**DATA SHOWN:**
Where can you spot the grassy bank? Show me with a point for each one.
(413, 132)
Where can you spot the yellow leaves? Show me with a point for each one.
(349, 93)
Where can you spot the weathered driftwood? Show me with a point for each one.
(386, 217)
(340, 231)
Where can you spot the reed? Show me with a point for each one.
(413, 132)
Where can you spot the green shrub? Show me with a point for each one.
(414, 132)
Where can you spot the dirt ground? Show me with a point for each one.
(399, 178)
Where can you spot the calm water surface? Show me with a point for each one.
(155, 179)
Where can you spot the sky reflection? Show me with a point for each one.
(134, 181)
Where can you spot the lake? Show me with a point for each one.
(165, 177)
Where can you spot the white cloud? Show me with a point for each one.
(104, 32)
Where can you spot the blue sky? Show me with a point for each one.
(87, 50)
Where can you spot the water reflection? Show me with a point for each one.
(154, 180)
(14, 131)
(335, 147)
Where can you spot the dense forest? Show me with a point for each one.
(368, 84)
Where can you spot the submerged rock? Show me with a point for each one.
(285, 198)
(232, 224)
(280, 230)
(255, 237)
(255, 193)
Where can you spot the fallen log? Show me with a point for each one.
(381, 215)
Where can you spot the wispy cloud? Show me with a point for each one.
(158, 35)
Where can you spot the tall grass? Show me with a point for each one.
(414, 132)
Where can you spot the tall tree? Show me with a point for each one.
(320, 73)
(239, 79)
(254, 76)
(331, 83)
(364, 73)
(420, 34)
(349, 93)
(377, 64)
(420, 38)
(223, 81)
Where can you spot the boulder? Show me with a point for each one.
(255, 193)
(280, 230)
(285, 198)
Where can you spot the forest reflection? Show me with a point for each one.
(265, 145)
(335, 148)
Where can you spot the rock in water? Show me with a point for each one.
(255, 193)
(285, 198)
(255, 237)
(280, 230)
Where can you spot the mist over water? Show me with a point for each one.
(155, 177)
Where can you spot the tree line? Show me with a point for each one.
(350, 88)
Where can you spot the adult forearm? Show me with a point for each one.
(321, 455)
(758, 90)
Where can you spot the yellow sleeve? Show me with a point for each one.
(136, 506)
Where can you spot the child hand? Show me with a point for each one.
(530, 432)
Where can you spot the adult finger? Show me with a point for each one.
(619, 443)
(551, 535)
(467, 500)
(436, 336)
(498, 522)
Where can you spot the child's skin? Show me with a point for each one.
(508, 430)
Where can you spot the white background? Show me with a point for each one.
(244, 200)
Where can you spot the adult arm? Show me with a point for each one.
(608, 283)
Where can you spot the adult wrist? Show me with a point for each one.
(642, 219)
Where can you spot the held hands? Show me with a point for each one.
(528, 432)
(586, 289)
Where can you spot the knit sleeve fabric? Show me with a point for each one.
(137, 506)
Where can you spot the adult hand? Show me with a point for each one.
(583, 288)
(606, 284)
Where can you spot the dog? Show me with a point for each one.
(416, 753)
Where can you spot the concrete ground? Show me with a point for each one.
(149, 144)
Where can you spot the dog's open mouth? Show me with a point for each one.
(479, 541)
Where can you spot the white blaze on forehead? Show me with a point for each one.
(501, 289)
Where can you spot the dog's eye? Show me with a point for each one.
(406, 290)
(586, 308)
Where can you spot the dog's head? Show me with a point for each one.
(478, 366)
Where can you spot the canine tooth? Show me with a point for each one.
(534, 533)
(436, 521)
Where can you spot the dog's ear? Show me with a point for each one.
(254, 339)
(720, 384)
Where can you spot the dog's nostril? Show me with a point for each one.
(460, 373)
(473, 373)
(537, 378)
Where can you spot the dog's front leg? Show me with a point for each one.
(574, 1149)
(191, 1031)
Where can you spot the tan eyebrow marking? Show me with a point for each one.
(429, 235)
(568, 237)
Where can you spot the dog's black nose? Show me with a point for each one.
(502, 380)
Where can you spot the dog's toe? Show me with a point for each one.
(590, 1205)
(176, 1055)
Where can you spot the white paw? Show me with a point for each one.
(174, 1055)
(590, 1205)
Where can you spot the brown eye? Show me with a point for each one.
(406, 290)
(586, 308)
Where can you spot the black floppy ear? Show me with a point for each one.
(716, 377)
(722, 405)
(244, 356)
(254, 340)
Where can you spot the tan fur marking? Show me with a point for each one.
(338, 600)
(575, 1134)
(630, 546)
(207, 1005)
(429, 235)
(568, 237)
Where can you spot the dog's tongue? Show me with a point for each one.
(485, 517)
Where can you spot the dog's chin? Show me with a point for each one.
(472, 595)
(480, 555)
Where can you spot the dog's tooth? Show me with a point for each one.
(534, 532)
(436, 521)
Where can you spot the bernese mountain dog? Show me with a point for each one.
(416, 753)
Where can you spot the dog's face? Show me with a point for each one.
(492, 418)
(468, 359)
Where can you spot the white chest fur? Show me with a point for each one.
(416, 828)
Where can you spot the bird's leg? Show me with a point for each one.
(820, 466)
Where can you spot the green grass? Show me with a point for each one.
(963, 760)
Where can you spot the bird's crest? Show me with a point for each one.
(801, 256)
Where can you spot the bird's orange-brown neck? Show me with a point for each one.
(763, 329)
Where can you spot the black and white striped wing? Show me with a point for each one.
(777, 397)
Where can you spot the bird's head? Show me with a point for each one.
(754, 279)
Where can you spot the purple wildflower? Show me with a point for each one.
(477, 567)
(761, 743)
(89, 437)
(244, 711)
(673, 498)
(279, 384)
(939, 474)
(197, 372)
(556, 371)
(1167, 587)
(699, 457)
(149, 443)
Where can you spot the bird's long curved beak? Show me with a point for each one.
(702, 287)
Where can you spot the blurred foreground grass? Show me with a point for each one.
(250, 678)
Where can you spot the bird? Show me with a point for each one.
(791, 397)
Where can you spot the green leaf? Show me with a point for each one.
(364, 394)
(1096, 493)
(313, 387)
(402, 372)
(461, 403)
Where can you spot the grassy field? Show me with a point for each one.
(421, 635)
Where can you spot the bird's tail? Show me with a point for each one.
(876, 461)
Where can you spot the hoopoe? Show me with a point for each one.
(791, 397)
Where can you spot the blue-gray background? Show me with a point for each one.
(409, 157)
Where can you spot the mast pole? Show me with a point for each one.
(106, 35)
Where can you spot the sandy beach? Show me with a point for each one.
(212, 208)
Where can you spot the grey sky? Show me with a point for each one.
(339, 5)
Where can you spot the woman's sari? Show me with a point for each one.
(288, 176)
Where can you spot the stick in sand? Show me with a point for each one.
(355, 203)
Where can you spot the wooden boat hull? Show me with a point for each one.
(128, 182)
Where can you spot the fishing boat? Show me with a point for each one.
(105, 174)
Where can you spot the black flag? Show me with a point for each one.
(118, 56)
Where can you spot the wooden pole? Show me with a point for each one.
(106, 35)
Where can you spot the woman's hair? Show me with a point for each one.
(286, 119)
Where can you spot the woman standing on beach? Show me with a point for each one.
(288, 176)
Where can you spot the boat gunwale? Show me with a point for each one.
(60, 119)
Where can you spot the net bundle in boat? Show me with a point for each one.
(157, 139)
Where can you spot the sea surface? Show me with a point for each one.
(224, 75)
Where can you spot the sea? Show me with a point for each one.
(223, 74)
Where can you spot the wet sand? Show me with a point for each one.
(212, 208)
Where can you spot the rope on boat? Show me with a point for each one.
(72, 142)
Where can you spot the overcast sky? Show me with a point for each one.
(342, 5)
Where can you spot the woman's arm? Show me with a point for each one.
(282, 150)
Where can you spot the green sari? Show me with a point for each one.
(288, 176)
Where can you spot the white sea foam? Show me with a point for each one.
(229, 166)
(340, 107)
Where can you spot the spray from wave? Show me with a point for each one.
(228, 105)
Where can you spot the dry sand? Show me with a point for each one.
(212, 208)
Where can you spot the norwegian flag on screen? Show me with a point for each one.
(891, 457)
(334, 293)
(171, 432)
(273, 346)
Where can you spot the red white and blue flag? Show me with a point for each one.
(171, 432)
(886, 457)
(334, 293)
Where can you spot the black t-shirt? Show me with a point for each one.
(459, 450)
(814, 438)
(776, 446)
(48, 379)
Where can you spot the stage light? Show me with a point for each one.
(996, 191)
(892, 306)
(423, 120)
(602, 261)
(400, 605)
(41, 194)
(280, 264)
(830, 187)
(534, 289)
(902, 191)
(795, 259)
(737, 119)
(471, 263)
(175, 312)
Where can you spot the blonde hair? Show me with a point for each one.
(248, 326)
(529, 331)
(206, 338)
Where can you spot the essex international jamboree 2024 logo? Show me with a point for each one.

**WHAT IS ASKED:** Please quote nothing but the lines from the line with "Where can you spot the boat" through the end of the data above, exactly as written, ends included.

**REPLY TO THE TASK:**
Where can you spot the boat gunwale? Show me with a point for each one.
(60, 119)
Where can you spot the net bundle in boat? Show me with a point for each one.
(157, 139)
Where can you spot the sea surface? Show me with a point for each one.
(224, 75)
Where can you spot the sea? Show me with a point for each one.
(223, 74)
Where can you spot the wet sand? Show me with a point for each one.
(212, 208)
Where can you spot the rope on boat? Show me with a point for each one.
(72, 142)
Where can you spot the overcast sky? Show me with a point for each one.
(342, 5)
Where can you spot the woman's arm? Show me with a point for each one.
(282, 150)
Where can you spot the green sari? Show me with a point for each one.
(288, 176)
Where can you spot the white sea foam? Show me with a point for each one.
(229, 166)
(340, 107)
Where can you spot the spray from wave? Show me with a point for each one.
(228, 105)
Where can you spot the dry sand? Show me with a point for each one.
(212, 208)
Where can you spot the norwegian flag on screen? Show me with a point for each one.
(891, 457)
(334, 293)
(171, 432)
(273, 346)
Where can you spot the red white and blue flag? Show me with a point for each one.
(171, 432)
(886, 457)
(334, 293)
Where can you spot the black t-shirt? Show me with a point for each one.
(459, 450)
(814, 438)
(776, 446)
(48, 379)
Where can you spot the stage light? Show me with a point for each one.
(996, 191)
(892, 306)
(423, 120)
(602, 261)
(400, 605)
(41, 194)
(280, 264)
(830, 187)
(534, 289)
(902, 191)
(795, 259)
(737, 119)
(471, 263)
(175, 312)
Where can you spot the blonde hair? Show me with a point for each one.
(248, 326)
(529, 331)
(206, 338)
Where can you spot the essex international jamboree 2024 logo? Show me with a point for each one.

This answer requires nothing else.